(RECORDS SUPPLIED begins)
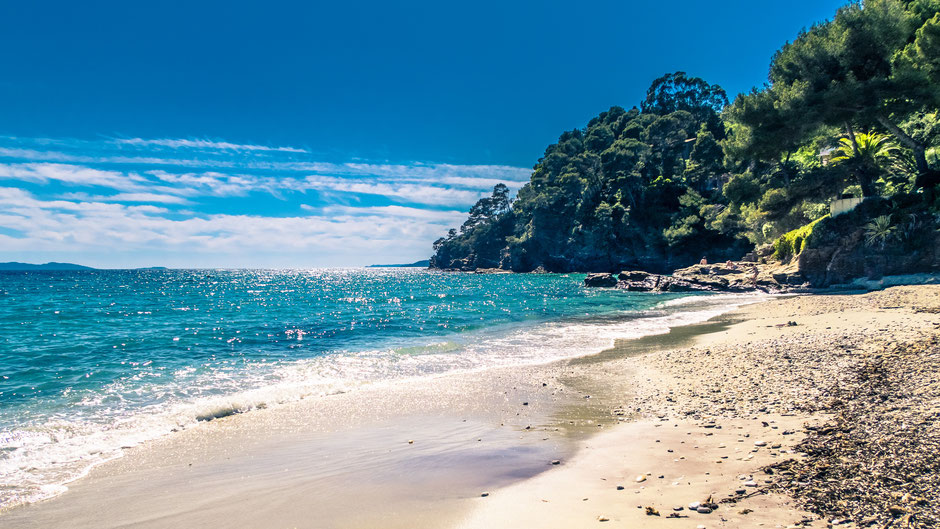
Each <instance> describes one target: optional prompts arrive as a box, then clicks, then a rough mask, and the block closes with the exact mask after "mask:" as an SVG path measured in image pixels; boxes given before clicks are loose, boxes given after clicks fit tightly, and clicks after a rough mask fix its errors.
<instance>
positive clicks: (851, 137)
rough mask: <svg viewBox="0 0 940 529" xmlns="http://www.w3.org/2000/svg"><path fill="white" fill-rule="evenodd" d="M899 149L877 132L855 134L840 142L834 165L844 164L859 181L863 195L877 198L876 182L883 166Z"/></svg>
mask: <svg viewBox="0 0 940 529" xmlns="http://www.w3.org/2000/svg"><path fill="white" fill-rule="evenodd" d="M896 151H897V147H896V146H895V145H894V144H893V143H891V138H890V137H888V136H886V135H884V134H879V133H877V132H869V133H867V134H866V133H861V134H854V135H853V136H852V137H851V138H842V139H840V140H839V146H838V147H837V148H836V149H835V151H834V152H833V157H832V159H831V161H832V162H834V163H844V164H846V165H848V166H849V170H850V171H851V172H852V173H853V174H854V175H855V178H856V179H857V180H858V185H859V186H861V188H862V195H864V196H866V197H870V196H875V194H876V192H875V180H876V178H877V176H878V173H879V172H881V169H882V167H883V165H884V164H885V163H886V162H888V161H890V159H891V156H892V155H893V154H894V153H895V152H896Z"/></svg>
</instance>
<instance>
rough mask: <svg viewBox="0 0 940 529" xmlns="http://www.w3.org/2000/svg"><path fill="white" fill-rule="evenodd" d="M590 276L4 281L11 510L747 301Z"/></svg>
mask: <svg viewBox="0 0 940 529" xmlns="http://www.w3.org/2000/svg"><path fill="white" fill-rule="evenodd" d="M583 277H584V276H583V275H576V274H571V275H557V274H544V275H535V274H526V275H516V274H507V275H474V274H452V273H436V272H429V271H425V270H414V269H348V270H307V271H264V270H255V271H245V270H231V271H225V270H170V271H119V270H115V271H81V272H0V507H4V506H10V505H13V504H17V503H22V502H28V501H33V500H36V499H40V498H45V497H49V496H52V495H55V494H57V493H58V492H61V491H62V490H64V487H63V486H62V485H63V484H64V483H66V482H68V481H69V480H72V479H74V478H76V477H78V476H81V475H82V474H83V473H84V472H86V471H87V470H88V469H89V468H90V467H91V466H93V465H94V464H96V463H99V462H101V461H104V460H107V459H110V458H113V457H116V456H118V455H120V453H121V450H122V447H127V446H133V445H136V444H139V443H141V442H146V441H148V440H151V439H154V438H156V437H159V436H162V435H167V434H170V432H172V431H173V430H175V429H179V428H186V427H189V426H192V425H194V424H198V422H199V421H201V420H210V419H212V418H215V417H220V416H224V415H228V414H231V413H238V412H245V411H250V410H251V409H253V408H257V407H260V406H271V405H277V404H278V403H283V402H287V401H291V400H295V399H299V398H301V397H309V396H321V395H329V394H334V393H337V392H345V391H354V390H355V388H356V387H358V386H361V385H362V384H369V383H374V382H377V381H394V380H400V379H405V378H410V377H422V376H429V375H435V374H440V373H446V372H453V371H459V370H470V369H480V368H486V367H491V366H501V365H514V364H525V363H540V362H546V361H550V360H554V359H559V358H565V357H572V356H577V355H582V354H587V353H591V352H596V351H599V350H601V349H603V348H605V347H607V346H609V345H610V344H611V343H612V342H613V339H614V338H617V337H627V336H642V335H646V334H653V333H660V332H665V331H666V330H668V328H669V327H671V326H675V325H679V324H683V323H691V322H695V321H702V320H705V319H707V318H708V317H710V316H713V315H715V314H717V313H720V312H722V311H724V310H727V309H728V308H729V307H731V306H734V305H736V304H740V303H742V302H744V301H746V300H747V299H748V298H747V297H741V296H689V295H686V296H685V297H684V298H681V299H680V296H679V295H654V294H639V293H626V292H621V291H615V290H609V289H585V288H583V287H582V286H581V282H582V280H583Z"/></svg>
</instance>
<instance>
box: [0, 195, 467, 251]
mask: <svg viewBox="0 0 940 529" xmlns="http://www.w3.org/2000/svg"><path fill="white" fill-rule="evenodd" d="M0 205H2V206H3V207H2V208H0V209H2V210H3V211H4V213H2V214H0V228H6V229H9V230H14V231H15V232H18V233H21V234H22V237H15V236H13V237H11V236H6V237H5V238H4V243H6V244H7V245H8V250H15V249H20V250H21V249H30V250H32V251H53V250H54V251H61V252H69V251H79V250H82V251H87V250H89V249H95V248H98V249H100V250H101V251H103V252H113V251H115V249H119V250H120V251H123V252H128V251H139V250H144V249H146V250H155V249H166V250H170V251H185V252H195V253H212V252H223V253H224V252H232V253H238V252H246V251H249V252H256V251H274V252H298V251H300V252H312V253H317V252H332V251H340V252H348V251H350V250H363V251H366V250H369V249H370V248H373V249H374V248H392V247H394V246H395V245H399V246H400V247H405V248H423V247H425V246H427V244H428V243H427V241H428V240H429V239H433V238H434V237H436V236H438V235H439V233H440V226H439V225H438V223H439V222H440V221H441V220H442V218H441V217H440V216H435V215H433V214H429V215H426V217H427V218H426V219H425V220H426V222H421V221H420V219H421V215H423V214H422V213H420V210H415V209H414V208H394V207H393V208H391V209H382V208H367V211H366V212H365V213H366V214H362V213H363V212H357V211H354V208H350V209H348V210H339V209H337V210H334V211H332V212H331V213H329V214H322V215H310V216H292V217H264V216H257V215H207V216H198V217H189V218H182V219H175V218H169V217H167V216H166V214H167V213H168V211H167V210H166V209H163V208H159V207H156V206H149V205H142V206H127V205H122V204H113V203H102V202H74V201H65V200H40V199H37V198H35V197H34V196H33V195H31V194H30V193H28V192H26V191H23V190H20V189H15V188H0ZM448 213H454V212H448ZM403 216H409V217H410V221H403V219H402V217H403ZM427 251H429V250H426V251H425V253H427Z"/></svg>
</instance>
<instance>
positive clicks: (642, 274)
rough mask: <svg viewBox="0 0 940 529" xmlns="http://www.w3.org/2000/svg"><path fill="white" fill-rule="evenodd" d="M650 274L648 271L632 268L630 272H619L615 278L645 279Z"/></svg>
mask: <svg viewBox="0 0 940 529" xmlns="http://www.w3.org/2000/svg"><path fill="white" fill-rule="evenodd" d="M651 275H653V274H650V273H649V272H643V271H640V270H634V271H630V272H620V275H618V276H617V279H619V280H621V281H645V280H646V279H647V278H648V277H649V276H651Z"/></svg>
(RECORDS SUPPLIED ends)
» ACTIVITY
Please repeat the rows word for word from the start through the line containing "positive clicks: (851, 137)", including that line, and leave the pictures out of your answer.

» RESPONSE TO THE TASK
Each <instance> describes one target: optional prompts arrive as a box, then clicks, then a rough mask, and the block closes with the exact mask after "mask:" as an SVG path measured in image pixels; boxes given before clicks are loose, boxes given after clicks fit tightly, and clicks after a rough mask fix its errors.
<instance>
positive clicks: (851, 137)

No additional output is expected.